-- START Excerpted passage --

How Machine Learning Is Used to Manage Data Center Power Today
Here’s how solutions already on the market today are using ML to improve data center uptime and efficiency.
It’s no secret that data centers are getting increasingly complicated. There are more types of hardware and management software, more frequently changing workloads, and public cloud. And with edge computing just around the corner, things are about to get even more complicated.
Many in the industry expect machine learning to make data center managers’ lives easier in the face of all this complexity. Several companies already sell data center management software that uses machine learning algorithms. Some are tackling the problem from a holistic, data center-as-a-computer perspective, while others choose to focus on just cooling, or just power. While cooling is where much of the energy is wasted in inefficiently run facilities today, there’s a lot to be gained from applying smart software tools to management of electrical data center infrastructure.
A startup called Virtual Power Systems is using machine learning to fight what is often referred to as “stranded power” in data centers. It’s common for a data center to have an electrical system that’s designed to support more power load than necessary. Sometimes, it’s done by design, to ensure redundancy, and sometimes it happens because the designers couldn’t predict how the facility would be used in the future.

-- END Excerpted passage --

*Set problem 1*
Reproduce the entries word for word, starting at the line that contains "Detect green chair backrest." and ending with the last of the entries, both included. Leave the pictures out of your copy.
The article on machine learning for data center power and the entries that follow it are separate pieces of material.

-- START Records provided --

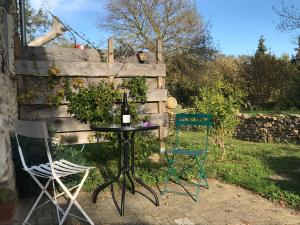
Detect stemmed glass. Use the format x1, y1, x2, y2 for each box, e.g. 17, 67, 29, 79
109, 104, 118, 127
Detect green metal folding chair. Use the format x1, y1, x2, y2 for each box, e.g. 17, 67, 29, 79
162, 114, 213, 202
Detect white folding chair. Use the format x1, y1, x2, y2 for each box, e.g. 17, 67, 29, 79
16, 120, 94, 225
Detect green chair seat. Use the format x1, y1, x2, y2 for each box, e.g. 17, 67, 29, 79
162, 114, 213, 202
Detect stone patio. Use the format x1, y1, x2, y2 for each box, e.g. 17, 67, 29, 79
14, 180, 300, 225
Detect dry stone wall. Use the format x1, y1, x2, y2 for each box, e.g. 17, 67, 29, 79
235, 114, 300, 144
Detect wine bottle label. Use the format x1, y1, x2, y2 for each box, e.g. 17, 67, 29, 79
123, 115, 130, 123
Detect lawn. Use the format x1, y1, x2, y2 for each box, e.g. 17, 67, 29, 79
173, 132, 300, 209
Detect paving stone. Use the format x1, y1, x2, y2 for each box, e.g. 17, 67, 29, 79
13, 180, 300, 225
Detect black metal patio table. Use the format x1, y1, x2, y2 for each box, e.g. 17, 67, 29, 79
91, 124, 159, 216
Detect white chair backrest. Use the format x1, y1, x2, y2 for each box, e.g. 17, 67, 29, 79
16, 120, 53, 170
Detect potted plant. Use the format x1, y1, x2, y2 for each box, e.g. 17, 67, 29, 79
0, 187, 17, 225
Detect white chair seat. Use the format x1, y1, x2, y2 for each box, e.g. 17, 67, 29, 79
26, 159, 93, 178
16, 120, 94, 225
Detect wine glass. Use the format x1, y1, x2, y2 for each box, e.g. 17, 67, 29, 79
109, 104, 118, 127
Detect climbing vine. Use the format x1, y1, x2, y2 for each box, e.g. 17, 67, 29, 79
64, 77, 147, 124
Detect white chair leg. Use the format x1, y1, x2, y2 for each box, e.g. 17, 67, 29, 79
23, 179, 51, 225
56, 170, 94, 225
52, 180, 60, 223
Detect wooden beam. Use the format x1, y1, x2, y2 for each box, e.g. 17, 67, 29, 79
19, 102, 158, 120
17, 47, 101, 63
156, 38, 163, 63
16, 60, 166, 77
18, 87, 167, 105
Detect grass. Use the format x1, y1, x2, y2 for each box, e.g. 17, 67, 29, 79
242, 109, 300, 116
52, 132, 300, 209
173, 132, 300, 209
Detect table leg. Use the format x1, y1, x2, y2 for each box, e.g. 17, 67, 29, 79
92, 134, 122, 203
130, 132, 159, 206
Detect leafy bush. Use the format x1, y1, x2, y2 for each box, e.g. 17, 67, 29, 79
65, 77, 147, 124
192, 80, 244, 155
66, 81, 122, 124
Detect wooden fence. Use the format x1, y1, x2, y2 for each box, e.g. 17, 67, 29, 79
16, 39, 168, 143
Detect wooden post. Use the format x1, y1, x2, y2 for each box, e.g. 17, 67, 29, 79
108, 38, 114, 64
156, 38, 163, 63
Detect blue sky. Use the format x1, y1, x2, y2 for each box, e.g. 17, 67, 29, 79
31, 0, 300, 56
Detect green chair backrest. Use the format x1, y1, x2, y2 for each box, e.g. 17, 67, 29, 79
175, 113, 213, 150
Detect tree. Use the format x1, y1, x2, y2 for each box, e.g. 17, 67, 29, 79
243, 38, 295, 109
273, 1, 300, 31
255, 35, 267, 54
98, 0, 216, 105
98, 0, 213, 54
25, 0, 51, 41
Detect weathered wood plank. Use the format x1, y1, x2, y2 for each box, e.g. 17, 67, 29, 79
18, 47, 106, 62
20, 113, 168, 133
18, 87, 167, 105
16, 60, 166, 77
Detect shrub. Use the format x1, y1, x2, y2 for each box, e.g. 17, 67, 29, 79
192, 80, 244, 156
0, 187, 17, 204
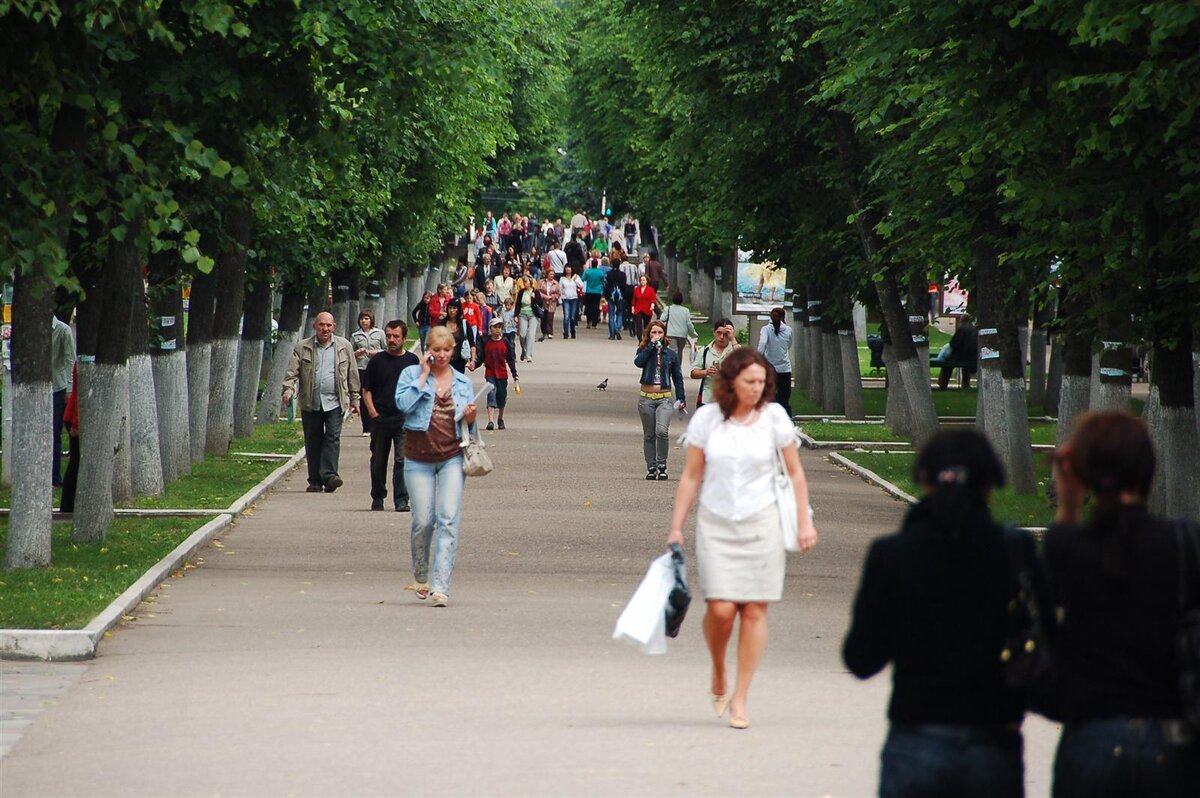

-- END Records provided --

*Set problem 2*
Write the next part of the article on machine learning for data center power, picking up after its final sentence.

*Task result 1*
Detect green chair backrest. Use the format x1, y1, x2, y2 for each box, e.g. 17, 67, 29, 79
175, 113, 213, 150
Detect tree. Use the format x1, y1, x2, y2 for each box, e.g. 17, 67, 29, 79
243, 38, 295, 109
273, 1, 300, 31
255, 35, 267, 54
98, 0, 216, 105
98, 0, 213, 54
25, 0, 51, 41
Detect weathered wood plank. Use the format x1, y1, x2, y2 for each box, e.g. 17, 67, 29, 79
18, 47, 106, 62
20, 113, 168, 133
18, 87, 167, 105
16, 60, 166, 77
Detect shrub. Use the format x1, y1, x2, y2 for each box, e.g. 17, 67, 29, 79
192, 80, 244, 156
0, 187, 17, 204

*Task result 2*
VPS’s “software-defined power” solution uses smart electrical hardware (including equipment from partners like Schneider Electric) with built-in batteries to effectively redistribute power more rationally throughout the data center. And it can do it dynamically, as needs change, the company says.
Called ICE, the software uses machine learning that makes power-requirement predictions (including battery management and the probability of power spikes) centrally and sends out profiles to the inference engine running in the hardware on the data center floor, which then tunes the power load available to each rack according to its real needs.
“When you have a redundant infrastructure, you have two lines of power coming into the rack, and you place your load in such a way that in case there is a failure, you can fail over from one to the other,” Karimulla Shaikh, VPS CTO, told us. “That means you’re using at most 50 percent of the capacity of each feed. By using our switch, you can use 100 percent of the load. If there’s a failure, the switch is smart and it’s able to jump in and move all the load onto the battery for a short time and then work with our software to move applications elsewhere or take the workloads offline.”
The machine learning model built by the software can also be used as an emulator, to understand how power delivery will be affected if you add more servers or racks.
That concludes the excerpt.